--- Input rows ---

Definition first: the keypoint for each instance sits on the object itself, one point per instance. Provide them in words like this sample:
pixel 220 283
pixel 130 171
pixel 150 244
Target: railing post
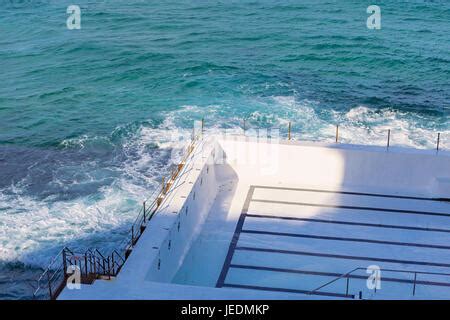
pixel 389 138
pixel 144 210
pixel 49 285
pixel 337 133
pixel 437 144
pixel 346 290
pixel 289 131
pixel 64 262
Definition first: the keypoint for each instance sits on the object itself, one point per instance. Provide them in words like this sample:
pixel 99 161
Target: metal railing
pixel 414 283
pixel 92 264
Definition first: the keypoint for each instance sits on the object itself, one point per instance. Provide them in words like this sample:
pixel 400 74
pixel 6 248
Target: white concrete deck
pixel 306 216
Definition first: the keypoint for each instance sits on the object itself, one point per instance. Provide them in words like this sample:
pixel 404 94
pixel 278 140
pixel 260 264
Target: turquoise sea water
pixel 88 117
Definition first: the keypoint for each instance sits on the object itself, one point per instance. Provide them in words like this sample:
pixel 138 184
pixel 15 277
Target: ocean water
pixel 89 118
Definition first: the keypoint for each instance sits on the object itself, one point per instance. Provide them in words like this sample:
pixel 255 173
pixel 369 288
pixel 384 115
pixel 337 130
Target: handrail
pixel 92 262
pixel 347 275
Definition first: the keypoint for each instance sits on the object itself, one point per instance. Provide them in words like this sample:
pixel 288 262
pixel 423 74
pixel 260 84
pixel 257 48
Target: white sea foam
pixel 33 230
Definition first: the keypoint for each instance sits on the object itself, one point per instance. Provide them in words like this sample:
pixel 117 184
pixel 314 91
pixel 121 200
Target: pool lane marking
pixel 352 207
pixel 235 239
pixel 339 256
pixel 251 287
pixel 351 193
pixel 335 274
pixel 363 224
pixel 311 236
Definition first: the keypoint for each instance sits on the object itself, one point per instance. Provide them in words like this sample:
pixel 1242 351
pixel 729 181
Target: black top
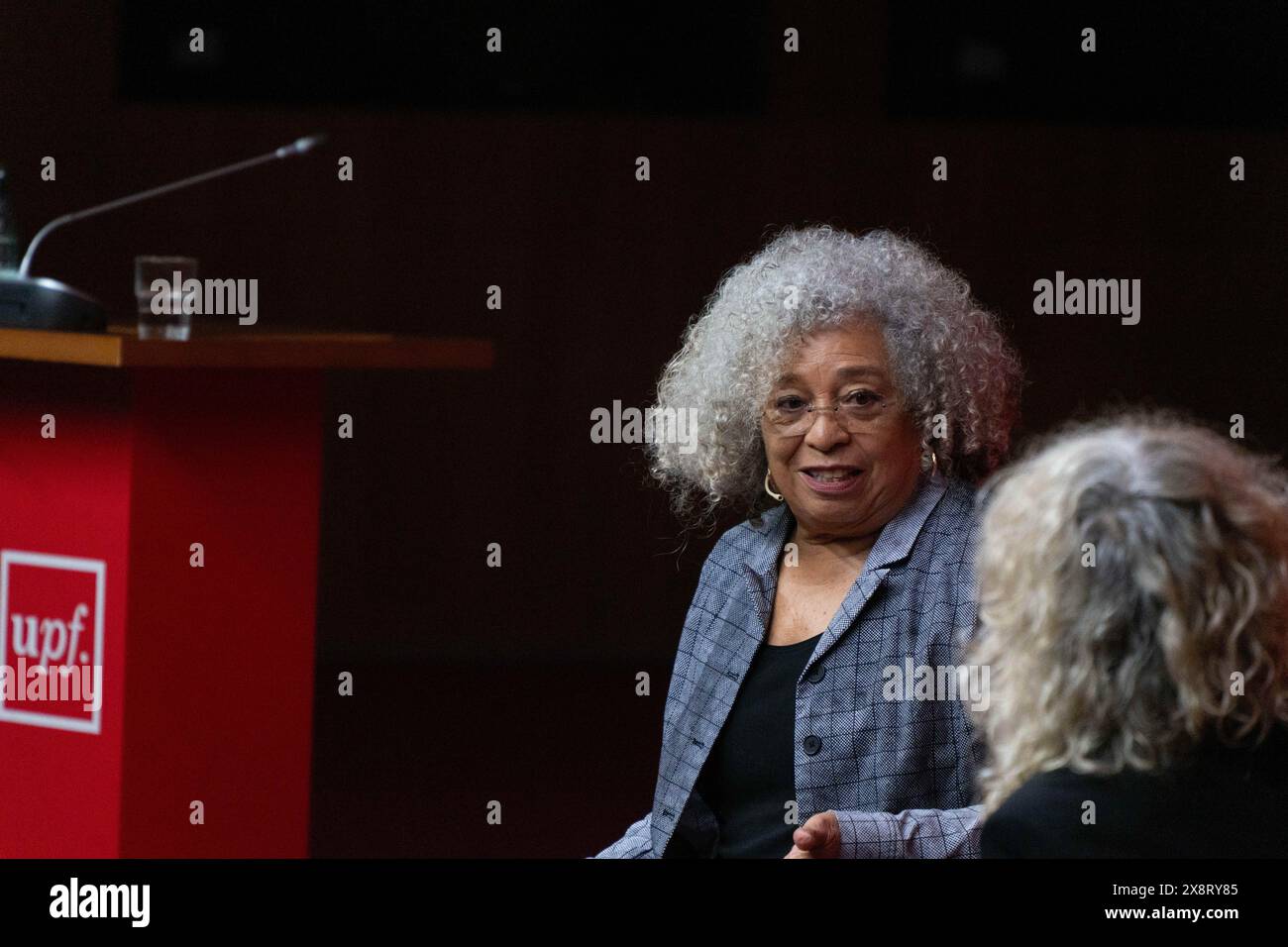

---

What you should do
Repeat word for word the part of the items that opens at their start and closes with the line containing "pixel 437 144". Leave the pictures out.

Exercise solution
Definition first: the keypoint for each instance sits on the object itself, one point per instance. Provide them in words like this sample:
pixel 220 283
pixel 130 171
pixel 150 244
Target: railing post
pixel 389 138
pixel 144 210
pixel 49 285
pixel 337 133
pixel 437 144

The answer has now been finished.